Provided passage:
········
This project (February 2021 – December 2022) supports the orientation of South Africa’s TVET college ecosystem towards the Green Hydrogen Economy (GHE) by providing insight on sectors with the highest economic and employment potential, and the timelines by which South African graduates will be required to have the requisite skills, as well as options for up- or re-skilling.
The South African Green Hydrogen TVET Ecosystem Just Transition Strategic Framework study, has been co-developed by the South African Institute of International Affairs (SAIIA) and project consortium partners, alongside the Department of Science and Innovation (DSI) and other government stakeholders. The study applies advanced and economy-wide modelling of national energy systems, including hydrogen use, and their economic and GHG emission impact. Policy recommendations and strategic actions toward developing the desired GHE-TVET ecosystem are also put forth, targeted at various public and private stakeholders.
Hydrogen is an energy carrier and industrial feedstock that could be the foundation of a new energy-industrial network based on renewable energy. There has been a global resurgence of interest in the use of hydrogen, notably green hydrogen produced from renewable resources,1 owing to its potential to help decarbonise sectors for which few alternatives presently exist. These sectors include long-haul transport, iron and steel production, long-term energy storage and liquid fuels such as kerosene and heavy fuel oil. Hydrogen is thus a likely enabler to achieve climate change policy goals, predicated on the notion that greenhouse gas (GHG) emissions resulting from economic activity should be as close to nil as possible as an objective for a movement towards 2050, which is now becoming the new frontier for climate policy ambition around the world.
········
Set task 1:
From the green hydrogen passage, reproduce the text beginning at the words "The South African Green" and stopping after the words "and private stakeholders.".
Set task 2:
According to the green hydrogen passage, what period does the project run?
Set task 3:
List every sector that the green hydrogen passage names as one that hydrogen could help decarbonize.

Records shown:
········
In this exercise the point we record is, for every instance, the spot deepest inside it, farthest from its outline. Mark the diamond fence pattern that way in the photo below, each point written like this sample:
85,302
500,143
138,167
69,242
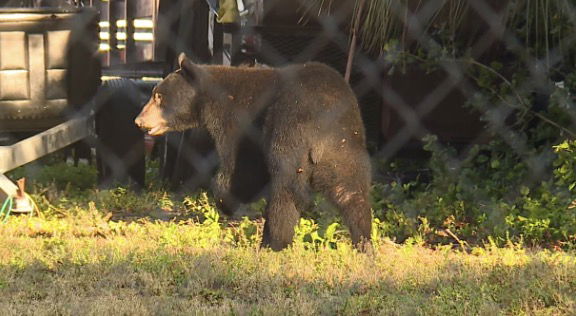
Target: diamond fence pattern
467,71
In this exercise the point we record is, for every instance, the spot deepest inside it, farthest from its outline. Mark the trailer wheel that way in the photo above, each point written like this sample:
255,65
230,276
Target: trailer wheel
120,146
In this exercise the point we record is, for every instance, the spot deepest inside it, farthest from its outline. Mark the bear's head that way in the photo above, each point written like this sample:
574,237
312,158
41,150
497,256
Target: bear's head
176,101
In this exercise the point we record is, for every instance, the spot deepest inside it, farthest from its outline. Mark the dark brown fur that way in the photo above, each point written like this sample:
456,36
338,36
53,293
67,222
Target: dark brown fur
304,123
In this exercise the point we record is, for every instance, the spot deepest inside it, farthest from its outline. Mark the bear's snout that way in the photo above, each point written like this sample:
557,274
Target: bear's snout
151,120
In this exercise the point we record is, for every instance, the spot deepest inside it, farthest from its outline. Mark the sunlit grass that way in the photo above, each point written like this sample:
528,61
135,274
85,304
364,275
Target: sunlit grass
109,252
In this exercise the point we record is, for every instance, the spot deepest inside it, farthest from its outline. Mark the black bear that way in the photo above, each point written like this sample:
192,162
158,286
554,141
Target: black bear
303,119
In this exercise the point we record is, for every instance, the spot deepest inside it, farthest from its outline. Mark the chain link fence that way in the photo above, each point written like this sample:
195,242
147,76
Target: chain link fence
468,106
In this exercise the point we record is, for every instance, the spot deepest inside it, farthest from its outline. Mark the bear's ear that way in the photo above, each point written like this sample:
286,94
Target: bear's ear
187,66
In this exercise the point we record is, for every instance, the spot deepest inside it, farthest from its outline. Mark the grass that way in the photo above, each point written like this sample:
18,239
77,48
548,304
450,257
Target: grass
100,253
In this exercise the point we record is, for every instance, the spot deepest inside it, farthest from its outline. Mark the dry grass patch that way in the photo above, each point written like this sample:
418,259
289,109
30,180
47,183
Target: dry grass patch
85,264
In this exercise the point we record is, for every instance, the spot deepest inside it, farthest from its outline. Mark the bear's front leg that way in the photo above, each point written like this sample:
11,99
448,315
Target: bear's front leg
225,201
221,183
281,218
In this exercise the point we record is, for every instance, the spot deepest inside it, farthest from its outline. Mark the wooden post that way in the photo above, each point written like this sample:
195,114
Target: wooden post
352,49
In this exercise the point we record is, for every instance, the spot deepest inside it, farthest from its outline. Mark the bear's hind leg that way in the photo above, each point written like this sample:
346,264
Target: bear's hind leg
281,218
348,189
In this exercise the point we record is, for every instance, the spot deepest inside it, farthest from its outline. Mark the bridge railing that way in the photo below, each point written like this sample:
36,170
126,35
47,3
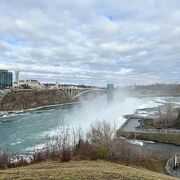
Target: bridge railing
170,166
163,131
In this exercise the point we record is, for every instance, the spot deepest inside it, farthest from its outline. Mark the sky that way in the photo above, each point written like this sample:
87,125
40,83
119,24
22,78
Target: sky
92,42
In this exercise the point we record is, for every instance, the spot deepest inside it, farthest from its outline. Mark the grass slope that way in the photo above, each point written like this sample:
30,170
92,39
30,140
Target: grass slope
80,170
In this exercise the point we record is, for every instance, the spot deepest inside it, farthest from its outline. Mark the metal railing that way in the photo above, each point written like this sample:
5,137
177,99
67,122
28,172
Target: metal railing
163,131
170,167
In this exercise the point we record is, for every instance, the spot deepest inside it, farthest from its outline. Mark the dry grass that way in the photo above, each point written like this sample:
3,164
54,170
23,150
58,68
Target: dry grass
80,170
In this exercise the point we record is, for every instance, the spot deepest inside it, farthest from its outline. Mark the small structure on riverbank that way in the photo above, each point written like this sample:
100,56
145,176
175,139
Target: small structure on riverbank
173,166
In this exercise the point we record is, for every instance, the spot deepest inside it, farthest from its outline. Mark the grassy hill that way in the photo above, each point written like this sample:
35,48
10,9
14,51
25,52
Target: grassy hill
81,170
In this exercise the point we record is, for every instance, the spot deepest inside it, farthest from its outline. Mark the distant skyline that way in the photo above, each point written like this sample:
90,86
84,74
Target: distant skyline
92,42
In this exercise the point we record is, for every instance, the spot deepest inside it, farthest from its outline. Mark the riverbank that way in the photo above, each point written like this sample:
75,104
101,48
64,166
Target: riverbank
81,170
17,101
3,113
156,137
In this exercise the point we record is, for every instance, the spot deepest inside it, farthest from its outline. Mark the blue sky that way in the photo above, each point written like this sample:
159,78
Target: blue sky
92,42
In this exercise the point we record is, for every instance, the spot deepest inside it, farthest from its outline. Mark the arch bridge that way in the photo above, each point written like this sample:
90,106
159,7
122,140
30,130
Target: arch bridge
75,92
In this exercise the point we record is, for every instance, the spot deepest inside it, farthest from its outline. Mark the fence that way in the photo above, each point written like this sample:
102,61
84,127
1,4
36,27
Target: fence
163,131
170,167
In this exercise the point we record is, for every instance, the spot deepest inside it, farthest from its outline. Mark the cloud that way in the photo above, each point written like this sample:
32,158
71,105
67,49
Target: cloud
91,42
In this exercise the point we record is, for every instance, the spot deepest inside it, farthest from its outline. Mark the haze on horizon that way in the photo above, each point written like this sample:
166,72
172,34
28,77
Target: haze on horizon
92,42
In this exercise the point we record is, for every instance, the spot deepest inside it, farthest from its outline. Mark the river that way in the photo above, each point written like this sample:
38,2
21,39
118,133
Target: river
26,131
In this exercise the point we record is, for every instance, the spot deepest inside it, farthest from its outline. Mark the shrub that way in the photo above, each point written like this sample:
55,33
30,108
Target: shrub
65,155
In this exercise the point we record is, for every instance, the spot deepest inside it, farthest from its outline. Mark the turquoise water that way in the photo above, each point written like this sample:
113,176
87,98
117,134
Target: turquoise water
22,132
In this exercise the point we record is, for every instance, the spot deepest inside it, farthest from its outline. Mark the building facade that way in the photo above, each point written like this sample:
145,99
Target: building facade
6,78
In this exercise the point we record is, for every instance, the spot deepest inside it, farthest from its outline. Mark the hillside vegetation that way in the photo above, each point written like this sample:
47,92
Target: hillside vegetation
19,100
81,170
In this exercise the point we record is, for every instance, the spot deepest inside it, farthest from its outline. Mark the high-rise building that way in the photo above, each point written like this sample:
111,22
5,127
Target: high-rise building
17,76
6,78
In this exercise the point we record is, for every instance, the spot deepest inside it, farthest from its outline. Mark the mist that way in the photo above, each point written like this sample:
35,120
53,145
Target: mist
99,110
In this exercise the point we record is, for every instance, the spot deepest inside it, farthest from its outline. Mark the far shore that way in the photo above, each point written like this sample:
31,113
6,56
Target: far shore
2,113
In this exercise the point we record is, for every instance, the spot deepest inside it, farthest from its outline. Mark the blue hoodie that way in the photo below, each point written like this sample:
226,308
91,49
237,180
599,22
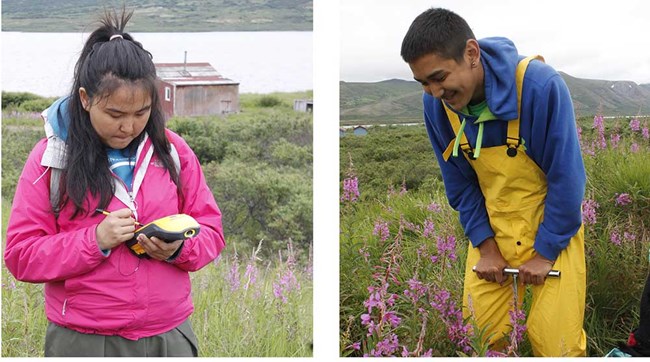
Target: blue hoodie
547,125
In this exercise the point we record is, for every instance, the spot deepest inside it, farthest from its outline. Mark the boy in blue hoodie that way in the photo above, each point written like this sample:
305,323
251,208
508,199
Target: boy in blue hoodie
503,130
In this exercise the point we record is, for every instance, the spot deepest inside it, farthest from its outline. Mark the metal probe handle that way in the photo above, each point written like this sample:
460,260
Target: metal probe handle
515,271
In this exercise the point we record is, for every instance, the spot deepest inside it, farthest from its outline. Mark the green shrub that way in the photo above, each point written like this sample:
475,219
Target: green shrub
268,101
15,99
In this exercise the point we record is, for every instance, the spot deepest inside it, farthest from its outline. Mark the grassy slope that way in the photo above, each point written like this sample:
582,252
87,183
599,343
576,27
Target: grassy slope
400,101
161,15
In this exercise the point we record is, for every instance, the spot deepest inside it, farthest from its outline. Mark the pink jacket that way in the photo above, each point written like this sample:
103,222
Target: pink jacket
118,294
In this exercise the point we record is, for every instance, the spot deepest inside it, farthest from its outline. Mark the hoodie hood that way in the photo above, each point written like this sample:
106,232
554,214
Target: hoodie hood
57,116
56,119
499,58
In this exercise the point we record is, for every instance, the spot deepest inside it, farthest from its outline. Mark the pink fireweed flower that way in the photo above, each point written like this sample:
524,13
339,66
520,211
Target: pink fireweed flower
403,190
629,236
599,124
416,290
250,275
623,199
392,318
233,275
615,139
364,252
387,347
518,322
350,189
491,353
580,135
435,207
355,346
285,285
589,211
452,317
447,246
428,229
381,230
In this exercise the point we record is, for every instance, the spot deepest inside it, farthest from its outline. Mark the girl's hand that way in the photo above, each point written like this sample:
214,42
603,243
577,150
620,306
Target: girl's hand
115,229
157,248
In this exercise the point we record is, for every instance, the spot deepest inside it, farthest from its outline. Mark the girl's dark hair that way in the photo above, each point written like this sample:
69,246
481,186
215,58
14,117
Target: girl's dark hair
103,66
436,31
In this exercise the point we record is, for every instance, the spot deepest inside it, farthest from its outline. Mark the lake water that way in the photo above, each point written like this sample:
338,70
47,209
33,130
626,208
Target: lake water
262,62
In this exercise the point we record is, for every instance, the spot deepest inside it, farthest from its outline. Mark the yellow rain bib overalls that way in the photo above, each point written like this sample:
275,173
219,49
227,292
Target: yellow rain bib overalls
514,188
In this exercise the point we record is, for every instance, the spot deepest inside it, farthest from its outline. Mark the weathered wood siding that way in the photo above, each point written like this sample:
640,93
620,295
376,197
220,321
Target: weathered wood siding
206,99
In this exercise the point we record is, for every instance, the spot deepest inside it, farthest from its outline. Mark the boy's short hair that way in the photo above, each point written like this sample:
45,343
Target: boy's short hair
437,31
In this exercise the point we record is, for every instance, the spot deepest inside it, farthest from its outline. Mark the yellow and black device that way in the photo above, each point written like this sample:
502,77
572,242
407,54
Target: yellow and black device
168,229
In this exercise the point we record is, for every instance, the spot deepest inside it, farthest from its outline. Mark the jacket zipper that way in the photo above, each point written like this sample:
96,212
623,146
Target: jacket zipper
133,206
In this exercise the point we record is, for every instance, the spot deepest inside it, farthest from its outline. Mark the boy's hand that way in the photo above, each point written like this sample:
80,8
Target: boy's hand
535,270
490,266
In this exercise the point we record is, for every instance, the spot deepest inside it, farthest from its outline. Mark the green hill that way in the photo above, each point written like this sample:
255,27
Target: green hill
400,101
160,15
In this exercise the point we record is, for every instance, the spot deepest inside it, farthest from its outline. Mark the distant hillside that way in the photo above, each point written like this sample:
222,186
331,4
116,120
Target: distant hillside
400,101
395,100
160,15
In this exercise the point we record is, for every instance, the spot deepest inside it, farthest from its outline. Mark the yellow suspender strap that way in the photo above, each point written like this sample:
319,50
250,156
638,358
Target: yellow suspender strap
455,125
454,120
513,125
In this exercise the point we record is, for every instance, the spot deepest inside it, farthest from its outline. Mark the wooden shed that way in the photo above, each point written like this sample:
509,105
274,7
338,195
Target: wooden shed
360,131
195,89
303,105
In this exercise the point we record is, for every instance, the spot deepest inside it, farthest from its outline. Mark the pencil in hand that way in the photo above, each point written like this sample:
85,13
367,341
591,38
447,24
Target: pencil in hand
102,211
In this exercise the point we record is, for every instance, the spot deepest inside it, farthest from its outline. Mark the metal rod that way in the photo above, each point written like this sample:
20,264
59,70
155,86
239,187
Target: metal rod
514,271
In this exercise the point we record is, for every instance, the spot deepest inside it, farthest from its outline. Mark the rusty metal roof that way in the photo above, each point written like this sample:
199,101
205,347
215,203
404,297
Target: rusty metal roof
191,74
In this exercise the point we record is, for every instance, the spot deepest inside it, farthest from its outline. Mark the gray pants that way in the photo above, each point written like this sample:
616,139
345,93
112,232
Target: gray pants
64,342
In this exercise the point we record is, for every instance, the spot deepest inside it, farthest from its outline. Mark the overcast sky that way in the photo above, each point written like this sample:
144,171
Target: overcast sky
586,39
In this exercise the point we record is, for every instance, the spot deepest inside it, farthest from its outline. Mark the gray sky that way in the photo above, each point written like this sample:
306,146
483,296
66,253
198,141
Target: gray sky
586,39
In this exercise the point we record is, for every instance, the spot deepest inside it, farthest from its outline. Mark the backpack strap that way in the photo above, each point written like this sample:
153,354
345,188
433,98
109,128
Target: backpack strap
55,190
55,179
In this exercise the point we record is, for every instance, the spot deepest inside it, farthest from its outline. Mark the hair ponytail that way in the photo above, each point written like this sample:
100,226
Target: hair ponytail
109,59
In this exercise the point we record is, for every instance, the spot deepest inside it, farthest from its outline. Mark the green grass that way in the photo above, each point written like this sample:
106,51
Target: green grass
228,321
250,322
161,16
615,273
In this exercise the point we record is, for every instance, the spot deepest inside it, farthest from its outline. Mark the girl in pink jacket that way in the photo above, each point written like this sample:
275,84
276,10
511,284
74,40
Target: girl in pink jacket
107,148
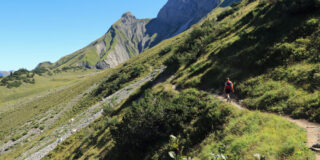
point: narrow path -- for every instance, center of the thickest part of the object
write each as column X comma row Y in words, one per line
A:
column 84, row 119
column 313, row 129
········
Worked solution 1:
The South African Green Hydrogen TVET Ecosystem Just Transition Strategic Framework study, has been co-developed by the South African Institute of International Affairs (SAIIA) and project consortium partners, alongside the Department of Science and Innovation (DSI) and other government stakeholders. The study applies advanced and economy-wide modelling of national energy systems, including hydrogen use, and their economic and GHG emission impact. Policy recommendations and strategic actions toward developing the desired GHE-TVET ecosystem are also put forth, targeted at various public and private stakeholders.

Worked solution 2:
February 2021 to December 2022.

Worked solution 3:
- Long-haul transport
- Iron and steel production
- Long-term energy storage
- Liquid fuels such as kerosene and heavy fuel oil